### Data for processing
________________

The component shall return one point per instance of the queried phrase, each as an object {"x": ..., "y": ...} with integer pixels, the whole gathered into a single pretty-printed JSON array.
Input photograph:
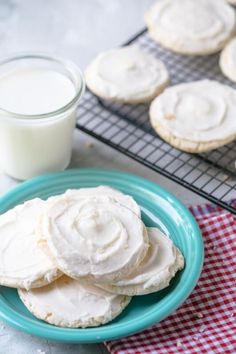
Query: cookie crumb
[
  {"x": 202, "y": 328},
  {"x": 179, "y": 343},
  {"x": 89, "y": 144},
  {"x": 195, "y": 336},
  {"x": 198, "y": 315}
]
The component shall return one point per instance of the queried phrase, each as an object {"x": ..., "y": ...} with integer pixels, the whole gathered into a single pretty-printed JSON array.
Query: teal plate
[{"x": 159, "y": 208}]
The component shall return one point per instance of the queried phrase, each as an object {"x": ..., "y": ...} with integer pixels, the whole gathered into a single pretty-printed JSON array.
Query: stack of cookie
[
  {"x": 77, "y": 258},
  {"x": 196, "y": 116}
]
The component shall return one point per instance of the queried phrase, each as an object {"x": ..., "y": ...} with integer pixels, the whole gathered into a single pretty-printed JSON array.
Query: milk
[{"x": 33, "y": 139}]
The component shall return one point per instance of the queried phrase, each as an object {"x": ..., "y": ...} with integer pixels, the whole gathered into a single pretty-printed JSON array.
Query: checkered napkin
[{"x": 205, "y": 323}]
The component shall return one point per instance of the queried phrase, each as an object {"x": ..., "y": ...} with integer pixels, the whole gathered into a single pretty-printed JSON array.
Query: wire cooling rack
[{"x": 127, "y": 129}]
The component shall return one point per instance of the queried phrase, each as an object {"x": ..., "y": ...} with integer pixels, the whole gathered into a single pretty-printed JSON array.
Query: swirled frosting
[
  {"x": 121, "y": 198},
  {"x": 69, "y": 303},
  {"x": 156, "y": 270},
  {"x": 199, "y": 111},
  {"x": 22, "y": 262},
  {"x": 190, "y": 26},
  {"x": 126, "y": 74},
  {"x": 93, "y": 237}
]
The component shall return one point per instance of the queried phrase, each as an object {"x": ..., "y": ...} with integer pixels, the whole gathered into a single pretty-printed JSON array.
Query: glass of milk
[{"x": 39, "y": 95}]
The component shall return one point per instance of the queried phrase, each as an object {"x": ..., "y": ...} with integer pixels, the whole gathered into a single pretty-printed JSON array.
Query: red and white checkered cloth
[{"x": 205, "y": 323}]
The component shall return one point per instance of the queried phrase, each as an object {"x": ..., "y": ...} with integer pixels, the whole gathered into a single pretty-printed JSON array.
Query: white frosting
[
  {"x": 228, "y": 60},
  {"x": 199, "y": 111},
  {"x": 22, "y": 263},
  {"x": 69, "y": 303},
  {"x": 95, "y": 237},
  {"x": 190, "y": 26},
  {"x": 126, "y": 74},
  {"x": 156, "y": 270},
  {"x": 123, "y": 199}
]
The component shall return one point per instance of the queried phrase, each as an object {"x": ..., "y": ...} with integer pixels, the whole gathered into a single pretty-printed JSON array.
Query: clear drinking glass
[{"x": 34, "y": 144}]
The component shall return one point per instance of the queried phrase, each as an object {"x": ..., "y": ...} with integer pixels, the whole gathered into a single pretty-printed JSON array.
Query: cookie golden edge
[
  {"x": 37, "y": 283},
  {"x": 58, "y": 321},
  {"x": 138, "y": 290},
  {"x": 178, "y": 49},
  {"x": 188, "y": 145}
]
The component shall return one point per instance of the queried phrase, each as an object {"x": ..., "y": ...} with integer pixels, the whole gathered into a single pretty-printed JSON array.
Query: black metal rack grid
[{"x": 127, "y": 129}]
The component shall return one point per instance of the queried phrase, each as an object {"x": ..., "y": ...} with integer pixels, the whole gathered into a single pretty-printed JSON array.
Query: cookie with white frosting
[
  {"x": 120, "y": 197},
  {"x": 69, "y": 303},
  {"x": 127, "y": 75},
  {"x": 196, "y": 116},
  {"x": 22, "y": 263},
  {"x": 155, "y": 272},
  {"x": 94, "y": 237},
  {"x": 228, "y": 60},
  {"x": 191, "y": 27}
]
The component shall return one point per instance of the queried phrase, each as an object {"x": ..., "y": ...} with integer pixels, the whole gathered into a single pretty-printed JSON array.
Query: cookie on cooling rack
[
  {"x": 126, "y": 75},
  {"x": 191, "y": 27},
  {"x": 196, "y": 116},
  {"x": 69, "y": 303},
  {"x": 228, "y": 60},
  {"x": 22, "y": 263},
  {"x": 154, "y": 273}
]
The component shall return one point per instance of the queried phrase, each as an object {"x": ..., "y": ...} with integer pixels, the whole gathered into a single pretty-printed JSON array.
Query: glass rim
[{"x": 68, "y": 65}]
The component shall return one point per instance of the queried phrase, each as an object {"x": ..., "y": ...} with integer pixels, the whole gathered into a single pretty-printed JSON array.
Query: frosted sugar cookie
[
  {"x": 196, "y": 116},
  {"x": 126, "y": 74},
  {"x": 121, "y": 198},
  {"x": 191, "y": 27},
  {"x": 68, "y": 303},
  {"x": 154, "y": 273},
  {"x": 22, "y": 262},
  {"x": 228, "y": 60},
  {"x": 93, "y": 237}
]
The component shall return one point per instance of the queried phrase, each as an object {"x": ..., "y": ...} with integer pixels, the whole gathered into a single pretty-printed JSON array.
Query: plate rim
[{"x": 8, "y": 314}]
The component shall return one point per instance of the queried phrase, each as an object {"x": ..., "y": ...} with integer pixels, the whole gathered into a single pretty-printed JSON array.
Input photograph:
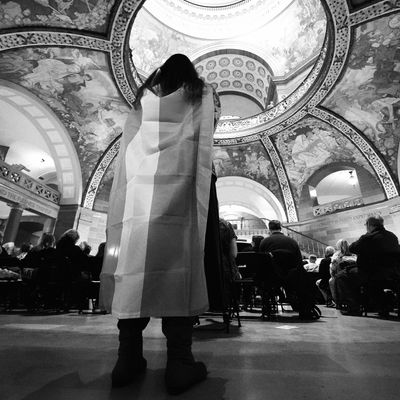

________________

### Task brief
Would you repeat the listing above exactly, minus the images?

### Exercise result
The component shall return one point per instance of the queried phrase, each as an object {"x": ..., "y": ...} with integer pixels, the whole gathered into a single pretty-printed JSON array.
Input photograph:
Query: cookie crumb
[
  {"x": 202, "y": 328},
  {"x": 179, "y": 343},
  {"x": 89, "y": 144},
  {"x": 195, "y": 336},
  {"x": 198, "y": 315}
]
The component shall return one point per instance of the queried phrase, each as an object {"x": ..., "y": ...} with integer pixels, the whole gathered into a single pretty-printed JSON array.
Query: teal plate
[{"x": 159, "y": 208}]
The component shall return one point per instance of the queried phrase, each as an object {"x": ..., "y": ...} with integer pixels, the whole gathered into a single pretty-printed JSON array.
Query: stack of cookie
[
  {"x": 77, "y": 258},
  {"x": 196, "y": 116}
]
The component shall return one point per instance of the queried phrase, each as an object {"x": ..., "y": ...} with integer pixels, the whole gathered into a single pretty-printed JSON array.
Query: milk
[{"x": 33, "y": 139}]
The component shall return one point per instance of the queried phrase, each as an object {"x": ..., "y": ...} with integer pixels, the whole gathered into a single pretty-printed JSON array.
Query: checkered napkin
[{"x": 205, "y": 323}]
The component shall return one point per instance of the queried phrase, each as an object {"x": ..., "y": ...} with integer pixels, the whole gathered into a single pretty-printed JSON array.
Query: wire cooling rack
[{"x": 127, "y": 129}]
The component shall return one point per instance of the queried phrase, each as an object {"x": ..., "y": ...} with integer pixels, the whole gathered into a single pretty-printed JSON array.
Query: swirled frosting
[
  {"x": 121, "y": 198},
  {"x": 69, "y": 303},
  {"x": 156, "y": 270},
  {"x": 199, "y": 111},
  {"x": 22, "y": 262},
  {"x": 190, "y": 26},
  {"x": 126, "y": 74},
  {"x": 93, "y": 237}
]
The component shall return one point per instance of the queried phrase, each as an object {"x": ..., "y": ...} with integer pixels, the whole gathered into a single pretty-printed JSON array.
Query: glass of milk
[{"x": 39, "y": 95}]
The component shall return one point per instance of the queried phrase, each as an object {"x": ..., "y": ...} with integer pixels, the whole gathered into a single pretty-printed JSON array.
Query: red and white checkered cloth
[{"x": 205, "y": 323}]
The component shall return one point per instance of the queried phrase, each as an object {"x": ..., "y": ...} with integer pixels, the whole gathered into a single pretty-printed JSON array.
Query: white frosting
[
  {"x": 228, "y": 60},
  {"x": 199, "y": 111},
  {"x": 22, "y": 263},
  {"x": 69, "y": 303},
  {"x": 95, "y": 237},
  {"x": 190, "y": 26},
  {"x": 126, "y": 74},
  {"x": 156, "y": 270},
  {"x": 123, "y": 199}
]
The component shall return one point per instance of the queried phrase, each as an object {"x": ..., "y": ...} with integer pixels, the whole gathered into a single pretty-printed JSON array.
Query: clear drinking glass
[{"x": 34, "y": 144}]
The component shall return one point per instance of the queried phrase, each as an object {"x": ..., "y": ...} with integer pixels, the whole gathered into a single pretty-printed JSON array.
Query: cookie golden edge
[
  {"x": 37, "y": 283},
  {"x": 58, "y": 321},
  {"x": 138, "y": 290},
  {"x": 178, "y": 49},
  {"x": 188, "y": 145}
]
The component shall return one point per instance of the queried phrase, each as an object {"x": ..., "y": ...} with integer pixels, the whole gathered into a single pretty-printed JSON array.
Query: black metal rack grid
[{"x": 127, "y": 129}]
The component shall return one point per instance of the queried phrase, each as an object {"x": ..., "y": ...} with integer pixels, the whole gathered into a single pretty-printed JSON array.
Query: cookie with white frosting
[
  {"x": 120, "y": 197},
  {"x": 69, "y": 303},
  {"x": 127, "y": 75},
  {"x": 196, "y": 116},
  {"x": 22, "y": 263},
  {"x": 155, "y": 272},
  {"x": 94, "y": 237},
  {"x": 228, "y": 60},
  {"x": 191, "y": 27}
]
The component shall return one point per instance of the queried phrase, each as an object {"x": ..., "y": ...} with integer pixels, the whole gathered into a single pretty-printed JSON array.
Query: cookie on cooling rack
[
  {"x": 126, "y": 75},
  {"x": 191, "y": 27},
  {"x": 196, "y": 116},
  {"x": 69, "y": 303},
  {"x": 228, "y": 60},
  {"x": 22, "y": 263},
  {"x": 154, "y": 273}
]
The component shall return one point per instance of the queried phrase, each as an object {"x": ..., "y": ...} with integer pixels, the whole gathered into a single pretty-printed JSON array.
Query: glass rim
[{"x": 68, "y": 65}]
The component shall return one point per instance of the queried phrase, each as an object {"x": ..., "y": ...} with integer pixels, the whole gathered into a single pretty-printed JSON array.
Query: frosted sugar cookie
[
  {"x": 196, "y": 116},
  {"x": 126, "y": 74},
  {"x": 121, "y": 198},
  {"x": 191, "y": 27},
  {"x": 68, "y": 303},
  {"x": 154, "y": 273},
  {"x": 22, "y": 262},
  {"x": 228, "y": 60},
  {"x": 93, "y": 237}
]
The component shall return one point per instance of the queried phrase, each as an object {"x": ..., "y": ...} with integer pixels, the whole gathered into a single pretty-printed JSON array.
Query: plate rim
[{"x": 8, "y": 314}]
The component shall return one point per instance of the queried phrase, each as an object {"x": ..., "y": ...} with integer pixels, the whole gathered into a single pretty-printed JSON array.
Input photograph:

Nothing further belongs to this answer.